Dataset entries
┌────────

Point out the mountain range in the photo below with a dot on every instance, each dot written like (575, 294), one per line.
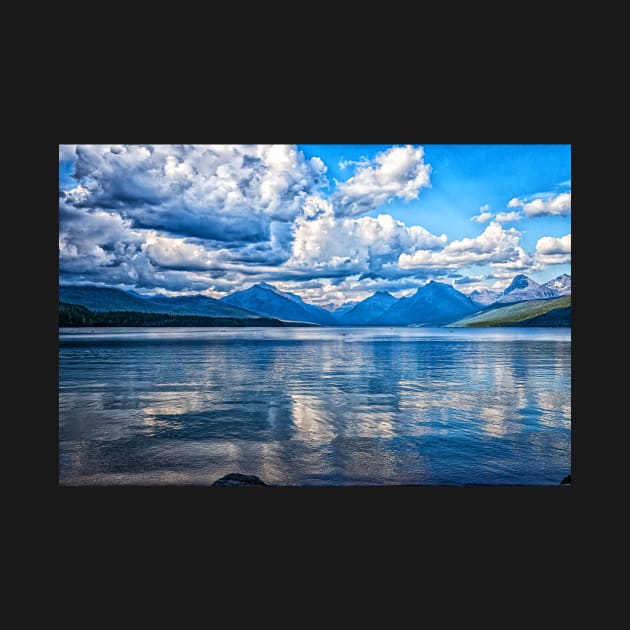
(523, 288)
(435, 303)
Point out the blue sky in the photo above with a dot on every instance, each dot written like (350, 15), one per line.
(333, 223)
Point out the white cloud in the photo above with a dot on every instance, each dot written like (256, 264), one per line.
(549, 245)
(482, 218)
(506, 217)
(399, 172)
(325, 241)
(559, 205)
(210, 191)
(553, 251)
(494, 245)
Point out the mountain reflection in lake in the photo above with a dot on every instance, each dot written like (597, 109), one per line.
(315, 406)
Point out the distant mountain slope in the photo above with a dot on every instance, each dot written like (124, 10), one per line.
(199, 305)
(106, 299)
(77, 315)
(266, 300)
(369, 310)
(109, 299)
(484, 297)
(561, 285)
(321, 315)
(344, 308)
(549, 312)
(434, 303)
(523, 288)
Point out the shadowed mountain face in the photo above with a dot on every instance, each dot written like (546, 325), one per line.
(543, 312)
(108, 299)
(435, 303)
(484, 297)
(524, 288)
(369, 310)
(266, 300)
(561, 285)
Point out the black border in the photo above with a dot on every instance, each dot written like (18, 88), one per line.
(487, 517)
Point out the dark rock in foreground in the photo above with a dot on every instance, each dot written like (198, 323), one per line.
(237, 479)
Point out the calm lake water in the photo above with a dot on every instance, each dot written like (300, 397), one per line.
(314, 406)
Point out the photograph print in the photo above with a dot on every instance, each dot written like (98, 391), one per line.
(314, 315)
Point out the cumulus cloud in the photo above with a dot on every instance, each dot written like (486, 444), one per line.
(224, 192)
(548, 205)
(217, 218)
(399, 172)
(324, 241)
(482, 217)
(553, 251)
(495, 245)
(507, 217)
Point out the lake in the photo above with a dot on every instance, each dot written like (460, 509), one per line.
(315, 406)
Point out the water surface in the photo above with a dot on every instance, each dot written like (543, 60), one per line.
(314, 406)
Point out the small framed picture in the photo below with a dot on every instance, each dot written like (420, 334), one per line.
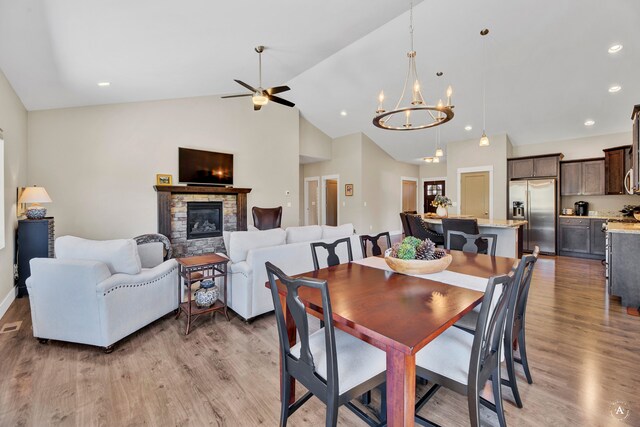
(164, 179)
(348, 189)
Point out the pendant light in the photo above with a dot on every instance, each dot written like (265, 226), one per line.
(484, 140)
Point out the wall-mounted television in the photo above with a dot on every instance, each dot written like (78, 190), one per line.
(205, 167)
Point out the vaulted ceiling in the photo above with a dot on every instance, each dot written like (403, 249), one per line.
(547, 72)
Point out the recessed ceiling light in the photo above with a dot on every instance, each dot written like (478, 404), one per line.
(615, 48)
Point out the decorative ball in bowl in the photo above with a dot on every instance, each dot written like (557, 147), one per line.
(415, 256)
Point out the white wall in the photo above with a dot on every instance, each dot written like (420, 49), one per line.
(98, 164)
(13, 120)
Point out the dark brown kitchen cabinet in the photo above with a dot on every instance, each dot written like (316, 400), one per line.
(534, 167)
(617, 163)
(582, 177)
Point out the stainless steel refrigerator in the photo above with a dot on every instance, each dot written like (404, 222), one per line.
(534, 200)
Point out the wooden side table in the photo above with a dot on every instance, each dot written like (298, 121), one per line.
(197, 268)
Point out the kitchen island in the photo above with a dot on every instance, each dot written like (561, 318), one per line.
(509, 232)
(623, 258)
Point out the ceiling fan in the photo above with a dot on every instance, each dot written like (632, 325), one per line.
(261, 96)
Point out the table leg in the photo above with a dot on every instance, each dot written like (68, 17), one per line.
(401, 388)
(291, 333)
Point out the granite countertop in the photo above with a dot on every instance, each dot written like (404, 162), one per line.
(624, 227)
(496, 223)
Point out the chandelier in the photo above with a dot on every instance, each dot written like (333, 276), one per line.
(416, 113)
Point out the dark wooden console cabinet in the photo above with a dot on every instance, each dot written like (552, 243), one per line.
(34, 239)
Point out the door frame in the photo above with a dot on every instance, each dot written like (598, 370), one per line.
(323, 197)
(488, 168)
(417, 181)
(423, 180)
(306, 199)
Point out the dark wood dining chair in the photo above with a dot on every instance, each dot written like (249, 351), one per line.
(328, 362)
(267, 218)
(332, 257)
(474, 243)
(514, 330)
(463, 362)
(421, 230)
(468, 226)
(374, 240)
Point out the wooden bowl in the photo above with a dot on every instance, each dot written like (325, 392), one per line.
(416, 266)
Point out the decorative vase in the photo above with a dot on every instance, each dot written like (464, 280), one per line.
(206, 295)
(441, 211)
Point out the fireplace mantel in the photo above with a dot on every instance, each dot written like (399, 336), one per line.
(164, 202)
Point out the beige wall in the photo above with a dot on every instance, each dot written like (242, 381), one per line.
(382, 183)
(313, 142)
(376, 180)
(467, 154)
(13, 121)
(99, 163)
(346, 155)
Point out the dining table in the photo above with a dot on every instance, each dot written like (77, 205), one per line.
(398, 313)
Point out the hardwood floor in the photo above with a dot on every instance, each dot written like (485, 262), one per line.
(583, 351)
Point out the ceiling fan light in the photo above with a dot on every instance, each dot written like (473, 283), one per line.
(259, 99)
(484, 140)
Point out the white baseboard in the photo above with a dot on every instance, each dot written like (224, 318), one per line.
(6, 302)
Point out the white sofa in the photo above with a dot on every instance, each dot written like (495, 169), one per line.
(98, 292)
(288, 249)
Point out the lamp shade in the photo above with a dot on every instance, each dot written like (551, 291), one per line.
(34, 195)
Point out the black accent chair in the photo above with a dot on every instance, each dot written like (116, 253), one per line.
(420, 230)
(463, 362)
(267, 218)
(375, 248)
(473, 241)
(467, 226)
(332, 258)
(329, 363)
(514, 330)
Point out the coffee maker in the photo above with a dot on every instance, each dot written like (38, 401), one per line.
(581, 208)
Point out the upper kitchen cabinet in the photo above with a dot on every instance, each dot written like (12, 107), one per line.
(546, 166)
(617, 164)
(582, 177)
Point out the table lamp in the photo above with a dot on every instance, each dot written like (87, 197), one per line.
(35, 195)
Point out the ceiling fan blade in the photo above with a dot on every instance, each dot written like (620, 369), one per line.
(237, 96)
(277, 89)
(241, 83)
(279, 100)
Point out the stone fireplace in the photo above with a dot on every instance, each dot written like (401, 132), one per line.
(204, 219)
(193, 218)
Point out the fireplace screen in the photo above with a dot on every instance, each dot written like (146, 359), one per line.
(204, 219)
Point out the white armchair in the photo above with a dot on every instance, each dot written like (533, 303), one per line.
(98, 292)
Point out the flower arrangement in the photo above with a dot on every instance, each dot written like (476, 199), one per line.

└────────
┌────────

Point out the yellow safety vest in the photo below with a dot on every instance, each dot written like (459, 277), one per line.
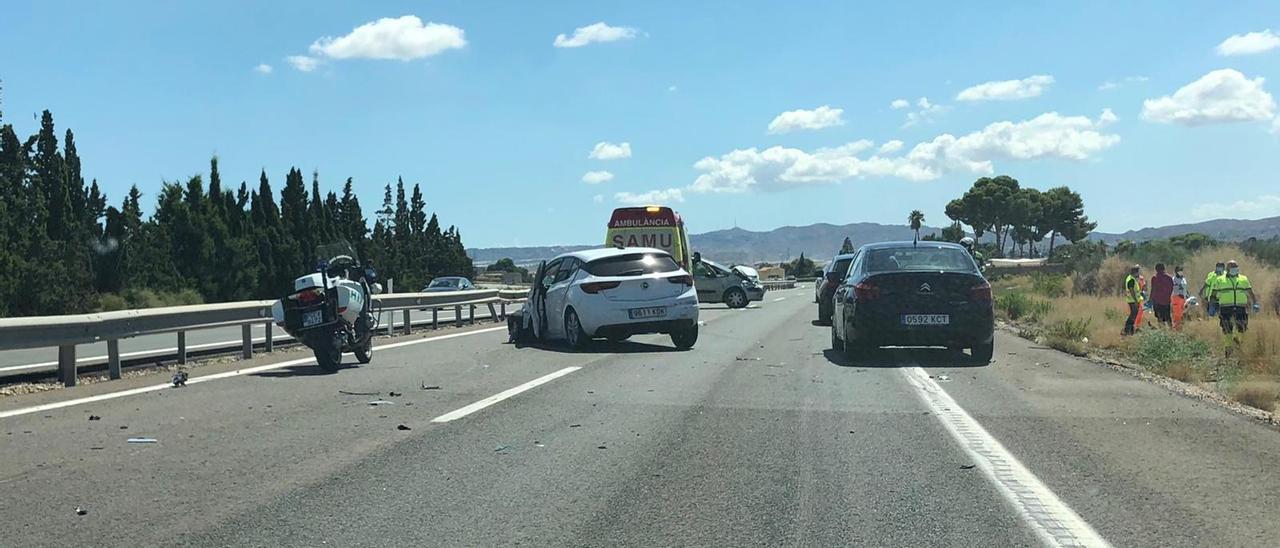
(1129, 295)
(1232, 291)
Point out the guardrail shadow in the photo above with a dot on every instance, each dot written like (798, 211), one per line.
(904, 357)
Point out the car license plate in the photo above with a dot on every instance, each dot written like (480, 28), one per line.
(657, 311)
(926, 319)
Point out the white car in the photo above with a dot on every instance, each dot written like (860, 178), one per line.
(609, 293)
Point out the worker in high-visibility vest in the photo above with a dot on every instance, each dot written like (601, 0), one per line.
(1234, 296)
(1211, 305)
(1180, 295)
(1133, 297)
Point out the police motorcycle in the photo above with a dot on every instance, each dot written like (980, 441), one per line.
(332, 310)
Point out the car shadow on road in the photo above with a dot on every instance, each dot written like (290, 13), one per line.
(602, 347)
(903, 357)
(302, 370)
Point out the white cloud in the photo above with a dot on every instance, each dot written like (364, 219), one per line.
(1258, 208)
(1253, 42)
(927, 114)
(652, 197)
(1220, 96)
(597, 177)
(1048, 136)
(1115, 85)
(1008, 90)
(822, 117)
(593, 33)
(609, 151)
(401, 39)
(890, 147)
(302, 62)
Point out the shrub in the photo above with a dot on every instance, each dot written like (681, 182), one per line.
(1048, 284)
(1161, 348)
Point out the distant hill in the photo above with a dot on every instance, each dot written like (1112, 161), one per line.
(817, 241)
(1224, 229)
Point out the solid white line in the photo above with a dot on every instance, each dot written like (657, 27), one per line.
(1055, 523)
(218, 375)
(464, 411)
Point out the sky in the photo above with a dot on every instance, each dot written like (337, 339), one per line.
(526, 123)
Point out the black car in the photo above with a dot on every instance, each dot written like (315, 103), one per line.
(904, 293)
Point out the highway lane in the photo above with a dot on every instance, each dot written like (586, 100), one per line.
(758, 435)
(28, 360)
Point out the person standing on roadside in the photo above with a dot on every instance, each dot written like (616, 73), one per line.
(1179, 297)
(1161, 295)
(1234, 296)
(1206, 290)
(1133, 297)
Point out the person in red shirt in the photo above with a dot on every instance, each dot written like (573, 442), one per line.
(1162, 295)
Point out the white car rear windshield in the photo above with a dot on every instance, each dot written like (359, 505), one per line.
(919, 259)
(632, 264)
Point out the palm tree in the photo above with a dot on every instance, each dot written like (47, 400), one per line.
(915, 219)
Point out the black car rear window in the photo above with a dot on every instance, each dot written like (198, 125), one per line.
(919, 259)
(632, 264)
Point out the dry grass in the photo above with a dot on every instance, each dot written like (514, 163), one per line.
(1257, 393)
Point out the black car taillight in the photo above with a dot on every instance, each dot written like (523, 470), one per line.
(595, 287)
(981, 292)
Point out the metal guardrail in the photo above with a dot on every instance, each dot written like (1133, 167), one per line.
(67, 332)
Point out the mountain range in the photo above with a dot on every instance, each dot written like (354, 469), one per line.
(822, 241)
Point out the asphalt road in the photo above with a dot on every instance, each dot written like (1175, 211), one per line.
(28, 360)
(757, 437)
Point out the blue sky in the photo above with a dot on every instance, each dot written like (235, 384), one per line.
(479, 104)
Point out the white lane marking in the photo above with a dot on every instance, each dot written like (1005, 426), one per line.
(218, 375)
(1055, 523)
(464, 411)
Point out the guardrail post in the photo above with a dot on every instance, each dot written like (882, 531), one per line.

└────────

▸ **WHAT THIS TASK INVOLVES**: Rewrite the lines beginning with the one containing "Point out the white lane" and continuing through the one containing "Point out the guardrail post", putting "occurrence" wherever "instance" appears and leaving everything else the same.

▸ **THE SOLUTION**:
Point out the white lane marking in the photo above with a dot on every occurrence, each dot written like (1005, 426), one per line.
(218, 375)
(1055, 523)
(464, 411)
Point out the guardrail post in the photo above with a dot on every occurrence, each dot written like (882, 531), one per line.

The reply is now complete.